Activity.
The data must be returned exactly. No line may be left out.

Data records.
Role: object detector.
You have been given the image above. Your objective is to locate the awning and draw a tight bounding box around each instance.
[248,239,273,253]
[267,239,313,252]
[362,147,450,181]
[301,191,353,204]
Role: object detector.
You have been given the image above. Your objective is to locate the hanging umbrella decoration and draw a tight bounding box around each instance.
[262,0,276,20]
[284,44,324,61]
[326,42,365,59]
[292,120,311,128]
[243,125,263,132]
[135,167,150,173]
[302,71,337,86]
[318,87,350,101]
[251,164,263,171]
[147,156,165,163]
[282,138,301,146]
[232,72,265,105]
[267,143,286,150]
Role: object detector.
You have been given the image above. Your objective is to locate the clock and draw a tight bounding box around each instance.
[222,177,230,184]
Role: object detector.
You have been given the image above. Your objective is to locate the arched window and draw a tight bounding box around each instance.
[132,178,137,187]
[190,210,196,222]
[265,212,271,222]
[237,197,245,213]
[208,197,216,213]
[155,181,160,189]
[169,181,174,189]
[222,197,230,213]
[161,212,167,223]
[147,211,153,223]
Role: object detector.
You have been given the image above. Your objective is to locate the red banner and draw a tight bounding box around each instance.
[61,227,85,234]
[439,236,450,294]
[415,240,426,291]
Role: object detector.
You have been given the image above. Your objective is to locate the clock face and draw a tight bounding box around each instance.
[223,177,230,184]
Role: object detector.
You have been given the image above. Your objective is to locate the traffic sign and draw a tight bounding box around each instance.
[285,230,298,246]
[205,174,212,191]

Answer to the exercise.
Role: object detector.
You have been given the image above. Your objective is to locate the awning and draw a tight bounding box around each instance.
[248,239,273,253]
[267,239,313,252]
[362,147,450,181]
[301,191,353,204]
Role: object detector.
You have been given the image above. Your objective is to locate the hanging umbrella decoration and draw a tight bounding box around each instance.
[262,0,276,20]
[284,44,324,61]
[326,42,365,59]
[292,120,311,128]
[243,125,263,132]
[135,167,150,173]
[302,71,337,86]
[318,87,350,101]
[251,164,263,171]
[147,156,165,163]
[282,138,301,146]
[232,72,265,105]
[267,143,286,150]
Role: object detector.
You have been given the image above. Your objective is to locate the clock and draw a tight bounding box around each instance.
[222,177,230,184]
Role: object detector.
You have been given the image above. Your objective is to locate the arched window and draw a tight bounding box around each instance.
[132,178,137,187]
[190,210,196,222]
[265,212,271,222]
[237,197,245,213]
[208,197,216,213]
[155,181,160,189]
[169,181,174,189]
[222,197,230,213]
[161,212,167,223]
[147,211,153,223]
Role: object detector.
You have been given the image above. Your objective is to locate the red banner and draw a tight bounding box around each instance.
[61,227,85,234]
[439,236,450,294]
[415,240,426,291]
Role: object detector.
You have been given the image above. Your objective is to locate the clock face and draw a tight bounding box around each instance.
[223,177,230,184]
Role: object detector.
You have been given the image above. Your objective is to locate the traffic sign and draw a tight bounding box around each instance.
[285,230,298,246]
[205,174,212,191]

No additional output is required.